- [YOUR INSTRUCTIONS] Lay out these items as a two-column CSV with the columns "request" and "points": one row per item, with its text in the first field and its answer in the second. Quote every field, turn line breaks into spaces, and leave the pictures out.

Excerpts from location labeling data:
>>

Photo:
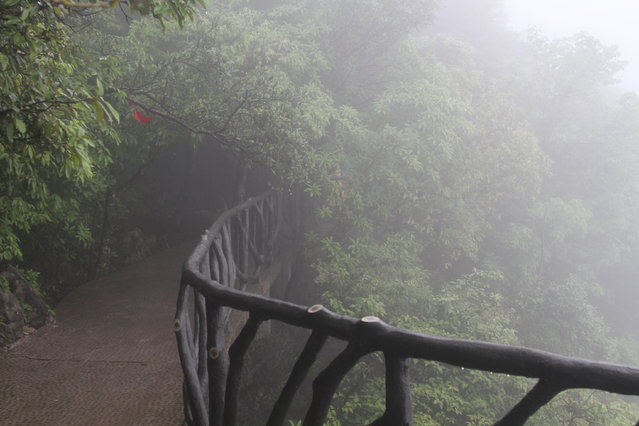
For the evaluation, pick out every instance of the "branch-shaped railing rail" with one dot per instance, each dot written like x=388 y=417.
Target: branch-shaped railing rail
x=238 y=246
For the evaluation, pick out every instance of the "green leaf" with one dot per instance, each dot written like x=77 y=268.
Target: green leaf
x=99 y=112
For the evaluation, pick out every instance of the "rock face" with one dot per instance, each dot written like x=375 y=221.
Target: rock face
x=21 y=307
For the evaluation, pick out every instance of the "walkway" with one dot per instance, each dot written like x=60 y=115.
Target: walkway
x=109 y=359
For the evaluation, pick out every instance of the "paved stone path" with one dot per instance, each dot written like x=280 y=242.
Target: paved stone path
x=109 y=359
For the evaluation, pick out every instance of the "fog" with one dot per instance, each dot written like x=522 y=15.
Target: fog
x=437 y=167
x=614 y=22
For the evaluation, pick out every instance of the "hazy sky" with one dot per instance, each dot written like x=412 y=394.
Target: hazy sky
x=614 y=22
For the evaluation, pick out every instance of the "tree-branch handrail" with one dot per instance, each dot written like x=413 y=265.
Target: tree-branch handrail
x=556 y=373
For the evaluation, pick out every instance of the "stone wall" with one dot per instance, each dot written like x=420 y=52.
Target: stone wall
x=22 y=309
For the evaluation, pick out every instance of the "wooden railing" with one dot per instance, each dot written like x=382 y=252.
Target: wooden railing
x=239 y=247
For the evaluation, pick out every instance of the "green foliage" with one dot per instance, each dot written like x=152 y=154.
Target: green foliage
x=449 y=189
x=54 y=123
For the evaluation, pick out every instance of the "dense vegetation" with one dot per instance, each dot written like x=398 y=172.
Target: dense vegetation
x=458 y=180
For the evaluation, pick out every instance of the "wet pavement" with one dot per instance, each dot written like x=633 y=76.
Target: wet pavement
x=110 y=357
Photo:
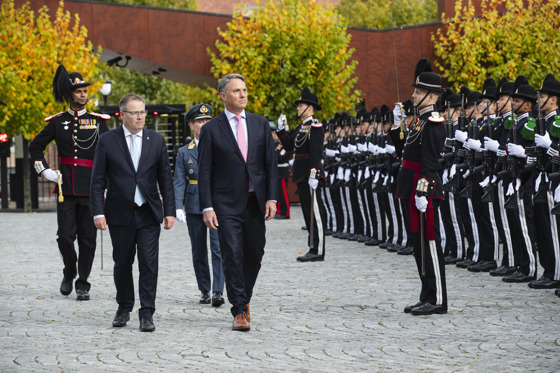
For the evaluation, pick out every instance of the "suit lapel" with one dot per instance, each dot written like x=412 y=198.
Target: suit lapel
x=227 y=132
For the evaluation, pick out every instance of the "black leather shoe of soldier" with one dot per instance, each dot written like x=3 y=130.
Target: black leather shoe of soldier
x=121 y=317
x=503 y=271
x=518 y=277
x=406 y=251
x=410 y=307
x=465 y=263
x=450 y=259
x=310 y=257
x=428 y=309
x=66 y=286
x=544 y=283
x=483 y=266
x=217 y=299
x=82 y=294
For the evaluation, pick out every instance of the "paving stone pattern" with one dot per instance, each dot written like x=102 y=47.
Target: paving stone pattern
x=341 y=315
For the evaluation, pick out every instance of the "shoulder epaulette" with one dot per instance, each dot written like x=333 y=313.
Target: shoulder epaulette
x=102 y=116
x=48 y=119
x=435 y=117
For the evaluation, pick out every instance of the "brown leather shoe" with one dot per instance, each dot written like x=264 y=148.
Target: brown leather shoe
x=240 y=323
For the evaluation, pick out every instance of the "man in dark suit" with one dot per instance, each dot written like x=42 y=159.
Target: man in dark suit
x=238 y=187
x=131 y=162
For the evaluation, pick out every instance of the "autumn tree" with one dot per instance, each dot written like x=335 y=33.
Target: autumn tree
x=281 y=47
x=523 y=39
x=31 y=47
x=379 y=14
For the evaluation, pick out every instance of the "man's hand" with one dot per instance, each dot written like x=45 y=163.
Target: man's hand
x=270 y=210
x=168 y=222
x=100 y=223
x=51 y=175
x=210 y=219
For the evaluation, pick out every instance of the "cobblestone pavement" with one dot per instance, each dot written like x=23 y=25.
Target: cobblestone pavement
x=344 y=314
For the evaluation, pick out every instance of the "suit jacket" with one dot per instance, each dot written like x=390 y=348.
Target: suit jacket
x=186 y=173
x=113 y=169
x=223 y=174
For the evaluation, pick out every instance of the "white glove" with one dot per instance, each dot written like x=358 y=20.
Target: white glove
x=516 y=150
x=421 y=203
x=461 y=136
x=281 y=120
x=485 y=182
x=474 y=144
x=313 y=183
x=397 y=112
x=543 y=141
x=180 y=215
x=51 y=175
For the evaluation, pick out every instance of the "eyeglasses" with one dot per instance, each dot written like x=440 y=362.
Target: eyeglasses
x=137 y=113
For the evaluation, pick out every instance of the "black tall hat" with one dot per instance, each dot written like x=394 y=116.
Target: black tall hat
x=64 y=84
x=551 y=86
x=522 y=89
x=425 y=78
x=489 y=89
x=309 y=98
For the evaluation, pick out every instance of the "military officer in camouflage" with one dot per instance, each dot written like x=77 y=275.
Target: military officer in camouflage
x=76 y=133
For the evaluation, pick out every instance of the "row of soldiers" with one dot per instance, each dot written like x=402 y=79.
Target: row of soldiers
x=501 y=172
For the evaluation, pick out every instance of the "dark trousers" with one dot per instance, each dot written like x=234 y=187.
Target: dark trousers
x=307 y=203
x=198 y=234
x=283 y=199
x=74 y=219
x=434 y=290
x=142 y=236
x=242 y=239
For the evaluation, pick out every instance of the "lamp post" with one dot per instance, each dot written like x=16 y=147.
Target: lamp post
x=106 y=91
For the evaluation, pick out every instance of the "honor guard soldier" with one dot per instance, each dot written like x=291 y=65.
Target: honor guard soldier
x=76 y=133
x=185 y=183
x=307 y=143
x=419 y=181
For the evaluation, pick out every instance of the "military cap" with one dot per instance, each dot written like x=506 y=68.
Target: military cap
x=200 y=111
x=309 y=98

<<

- [FULL ANSWER]
request,points
"Photo: For the evaluation, pick out every instance of the ""branch-shaped railing rail"" with one dot per instance, each dot written like x=388 y=417. Target: branch-shaped railing rail","x=238 y=246"
"For the evaluation, pick out every instance of the ""green leaf"" with one dot per instance, each dot written like x=77 y=268. Target: green leaf","x=99 y=112"
"For the evaluation, pick out every instance of the ""rock face"" with one dot per instance, each dot written like x=375 y=221. Target: rock face","x=21 y=307"
"For the evaluation, pick out every instance of the ""walkway"" with one dot per instance, each dot written like x=60 y=115. Target: walkway","x=109 y=359"
"For the evaluation, pick out every instance of the ""paved stone path"" with one dot per instance, each dot written like x=280 y=242. Target: paved stone path","x=109 y=359"
"For the evaluation, pick out every instance of the ""fog"" with one dot per instance, each dot written like x=522 y=15. Target: fog","x=437 y=167 x=614 y=22"
"For the evaluation, pick out every instance of the ""hazy sky"" with one dot per instance, each dot written like x=412 y=394. Target: hazy sky","x=614 y=22"
"For the evaluation, pick out every instance of the ""tree-branch handrail"" with one dot per instance, each dot written like x=413 y=265. Target: tree-branch handrail","x=556 y=373"
"For the evaluation, pick out every instance of the ""stone wall"" with one dot per instance, each dot written like x=420 y=52. Target: stone wall","x=22 y=309"
"For the evaluation, pick out every instance of the ""wooden railing"" with one dot per instance, each dot written like x=382 y=252. Target: wooden railing","x=239 y=247"
"For the evaluation, pick out every instance of the ""green foliage"" with one dot per instance, each dot written like x=152 y=154. Target: green foliage","x=449 y=189 x=54 y=123"
"For the evaluation, pick out every instance of the ""dense vegetation"" with one dot per instance, each dot written like x=398 y=172. Target: dense vegetation","x=458 y=180"
"For the evaluation, pick out every instance of the ""wet pavement"" with one dot per instance, each dot written like x=633 y=76. Target: wet pavement","x=110 y=357"
"Photo: For the evaluation, pick out every instance of the ""suit lapel"" with one dot per instance, each dot written like x=412 y=198. Target: suit lapel","x=227 y=132"
"For the evaluation, pick out every instance of the ""black leather shoe of soldier"" with one dot per instance, each dot written like x=3 y=130. Target: black leather shoe of soldier","x=121 y=317 x=503 y=271 x=518 y=277 x=406 y=251 x=410 y=307 x=465 y=263 x=450 y=259 x=310 y=257 x=428 y=309 x=66 y=286 x=544 y=283 x=483 y=266 x=217 y=299 x=82 y=294"
"For the evaluation, pick out every instance of the ""paving stone pattern"" with one dot per instance, each dot written like x=102 y=47. Target: paving stone pattern","x=341 y=315"
"For the evaluation, pick out every instance of the ""shoulder epaulette"" with one dot per instance, each dot written like x=333 y=313. Target: shoulder epaulette","x=102 y=116 x=48 y=119 x=435 y=117"
"For the evaluation, pick out every instance of the ""brown leather shoe"" with one dot per instance, each dot written like x=264 y=148. Target: brown leather shoe","x=240 y=323"
"For the evaluation, pick out every instance of the ""man in dark suit"" with one dot per instance, each dot written like x=42 y=159. Target: man in dark suit","x=238 y=187 x=131 y=162"
"For the evaluation, pick out every instance of the ""autumn tree"" with one dot per instance, each dot written like x=335 y=33. Target: autumn tree","x=281 y=47 x=523 y=39 x=31 y=47 x=379 y=14"
"For the evaluation, pick out every instance of the ""man's hand"" with one dot per instance, each dot written like x=45 y=163. Target: man's hand","x=270 y=210 x=168 y=222 x=100 y=223 x=51 y=175 x=210 y=219"
"For the evaluation, pick out every instance of the ""cobblestone pavement"" with one dot per instance, each dot written like x=23 y=25. Target: cobblestone pavement","x=344 y=314"
"For the evaluation, pick out every instance of the ""suit jacket"" with one dot per instance, each dot written like x=390 y=348. Target: suit jacket","x=186 y=173 x=113 y=169 x=223 y=174"
"For the evaluation, pick out every instance of the ""white glove"" with one dot per instance, each dot written like x=358 y=20. Target: white glove","x=516 y=150 x=421 y=203 x=461 y=136 x=281 y=120 x=485 y=182 x=474 y=144 x=313 y=183 x=397 y=112 x=543 y=141 x=180 y=215 x=51 y=175"
"For the evaluation, pick out every instance of the ""eyeglasses"" with one dot per instance, each dot written like x=440 y=362. Target: eyeglasses","x=137 y=113"
"For the evaluation, pick out every instance of the ""black tall hat"" with one dot per instance, each dot written like x=394 y=116. Target: black tall hat","x=64 y=84 x=551 y=86 x=522 y=89 x=425 y=78 x=489 y=89 x=309 y=98"
"For the evaluation, pick out every instance of the ""military officer in camouflage"" with one dot per instance, each dot written like x=77 y=275. Target: military officer in camouflage","x=76 y=133"
"For the evaluation, pick out every instance of the ""row of soldiers"" with one dot per instance, each dot written like x=402 y=79. Target: row of soldiers","x=501 y=172"
"For the evaluation, pick out every instance of the ""dark trousers"" with one dot per instance, each dot written like x=234 y=187. Target: dark trousers","x=307 y=203 x=198 y=234 x=283 y=199 x=74 y=219 x=434 y=290 x=142 y=236 x=242 y=239"
"For the evaluation, pick out every instance of the ""lamp post"" with one dot per instance, each dot written like x=16 y=147. Target: lamp post","x=106 y=91"
"For the evaluation, pick out every instance of the ""honor guard soldier"" with one dot per instance, each dot written like x=291 y=65. Target: honor guard soldier","x=76 y=133 x=185 y=183 x=307 y=143 x=419 y=181"
"For the evaluation, pick out every instance of the ""military cap"" with one dot per instance, each dot written like x=506 y=68. Target: military cap","x=200 y=111 x=309 y=98"